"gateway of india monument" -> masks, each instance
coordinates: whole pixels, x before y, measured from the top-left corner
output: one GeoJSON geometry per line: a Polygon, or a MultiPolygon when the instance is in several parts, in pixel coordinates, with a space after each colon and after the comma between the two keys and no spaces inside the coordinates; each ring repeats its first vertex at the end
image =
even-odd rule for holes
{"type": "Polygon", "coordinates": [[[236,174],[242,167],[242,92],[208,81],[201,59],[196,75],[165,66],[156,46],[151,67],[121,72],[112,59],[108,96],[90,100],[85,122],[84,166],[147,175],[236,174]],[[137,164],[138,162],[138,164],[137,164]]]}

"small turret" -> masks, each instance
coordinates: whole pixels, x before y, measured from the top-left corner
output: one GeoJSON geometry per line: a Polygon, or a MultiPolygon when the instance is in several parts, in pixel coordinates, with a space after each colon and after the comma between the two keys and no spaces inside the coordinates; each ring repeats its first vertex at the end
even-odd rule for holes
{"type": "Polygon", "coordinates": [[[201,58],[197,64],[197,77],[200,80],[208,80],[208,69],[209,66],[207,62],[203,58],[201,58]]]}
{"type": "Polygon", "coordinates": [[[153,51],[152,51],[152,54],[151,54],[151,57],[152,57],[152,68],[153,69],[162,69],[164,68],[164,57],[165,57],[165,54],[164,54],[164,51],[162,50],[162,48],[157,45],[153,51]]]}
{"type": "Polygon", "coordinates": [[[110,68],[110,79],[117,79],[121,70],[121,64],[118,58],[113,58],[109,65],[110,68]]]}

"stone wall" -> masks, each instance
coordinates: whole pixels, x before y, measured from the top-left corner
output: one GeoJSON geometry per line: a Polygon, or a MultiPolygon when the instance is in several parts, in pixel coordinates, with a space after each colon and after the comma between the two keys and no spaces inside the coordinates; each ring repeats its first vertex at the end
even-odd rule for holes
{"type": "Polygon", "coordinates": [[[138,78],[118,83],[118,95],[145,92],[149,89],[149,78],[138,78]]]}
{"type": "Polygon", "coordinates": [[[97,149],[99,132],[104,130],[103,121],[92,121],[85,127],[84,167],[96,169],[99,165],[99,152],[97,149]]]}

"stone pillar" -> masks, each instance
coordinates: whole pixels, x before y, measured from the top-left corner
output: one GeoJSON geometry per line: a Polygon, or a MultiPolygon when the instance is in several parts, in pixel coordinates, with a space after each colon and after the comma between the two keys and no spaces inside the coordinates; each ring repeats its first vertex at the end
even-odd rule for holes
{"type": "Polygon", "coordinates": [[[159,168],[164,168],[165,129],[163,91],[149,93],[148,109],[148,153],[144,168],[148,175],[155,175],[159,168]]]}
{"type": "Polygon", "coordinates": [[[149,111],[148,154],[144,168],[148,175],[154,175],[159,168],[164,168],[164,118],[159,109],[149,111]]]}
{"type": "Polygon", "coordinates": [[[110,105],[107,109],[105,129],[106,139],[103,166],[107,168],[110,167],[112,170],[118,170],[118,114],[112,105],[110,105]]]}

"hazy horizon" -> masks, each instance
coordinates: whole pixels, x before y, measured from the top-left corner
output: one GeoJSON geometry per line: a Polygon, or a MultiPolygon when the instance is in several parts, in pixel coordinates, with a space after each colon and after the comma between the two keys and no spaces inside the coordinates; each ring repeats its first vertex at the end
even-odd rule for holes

■ REQUEST
Each record above should be output again exactly.

■ SOLVED PROBLEM
"gateway of india monument" -> masks, each instance
coordinates: whole pixels, x before y, measured from the top-left corner
output: one GeoJSON geometry per line: a Polygon, or a MultiPolygon when the instance is in several parts, in pixel coordinates, with a space after each colon and after the comma between the two keys and no spaces inside the coordinates; each ring repeats its first vertex at the end
image =
even-odd rule for holes
{"type": "Polygon", "coordinates": [[[236,174],[242,167],[242,92],[208,81],[201,59],[196,75],[165,66],[156,46],[151,67],[121,72],[112,59],[108,96],[90,100],[85,122],[84,166],[147,175],[236,174]],[[137,164],[138,162],[138,164],[137,164]]]}

"small turret" -> masks, each instance
coordinates: whole pixels, x before y, measured from the top-left corner
output: one GeoJSON geometry per line: a Polygon, or a MultiPolygon when the instance is in several parts, in pixel coordinates, with a space after each colon and after the comma between the two keys and no spaces inside the coordinates; each ring repeats its first vertex at the end
even-odd rule for holes
{"type": "Polygon", "coordinates": [[[201,58],[197,64],[197,77],[200,80],[208,80],[208,69],[209,66],[207,62],[203,58],[201,58]]]}
{"type": "Polygon", "coordinates": [[[153,51],[152,51],[152,54],[151,54],[151,57],[152,57],[152,68],[153,69],[162,69],[164,68],[164,57],[165,57],[165,54],[164,54],[164,51],[162,50],[162,48],[157,45],[153,51]]]}
{"type": "Polygon", "coordinates": [[[110,68],[110,79],[117,79],[121,70],[121,64],[118,58],[113,58],[109,65],[110,68]]]}

"stone wall" -> masks, each instance
coordinates: whole pixels, x before y, measured from the top-left corner
output: one GeoJSON geometry per line: a Polygon, or a MultiPolygon when the instance is in several parts, in pixel coordinates, with a space after each colon and after the comma between the two keys and no spaces inside the coordinates; each ring repeats its first vertex at the end
even-odd rule for holes
{"type": "Polygon", "coordinates": [[[138,78],[118,83],[118,95],[145,92],[149,89],[149,78],[138,78]]]}
{"type": "Polygon", "coordinates": [[[97,149],[99,132],[104,130],[103,121],[92,121],[85,127],[84,167],[96,169],[99,165],[99,152],[97,149]]]}

"stone pillar" -> masks, each instance
coordinates: whole pixels, x before y, measured from the top-left corner
output: one GeoJSON geometry per line: a Polygon, or a MultiPolygon when the instance is in several parts, in pixel coordinates, with a space after each colon and after the comma between the two keys and no spaces inside the coordinates; each ring repeats its first vertex at the end
even-odd rule for holes
{"type": "Polygon", "coordinates": [[[159,168],[164,168],[165,129],[163,91],[149,93],[148,109],[148,153],[144,168],[148,175],[155,175],[159,168]]]}
{"type": "Polygon", "coordinates": [[[149,111],[148,154],[144,168],[148,175],[154,175],[159,168],[164,168],[164,118],[159,109],[149,111]]]}
{"type": "Polygon", "coordinates": [[[110,105],[107,109],[105,129],[106,139],[103,166],[107,168],[110,167],[112,170],[118,170],[118,114],[112,105],[110,105]]]}

"hazy horizon" -> masks, each instance
coordinates: whole pixels, x before y, measured from the top-left corner
output: one GeoJSON geometry per line: a Polygon, or a MultiPolygon when the instance is in several parts, in pixel coordinates, with a space after each colon and after the comma between the two keys and no spaces inside the coordinates; each ring repeats its first vertex at the end
even-odd rule for holes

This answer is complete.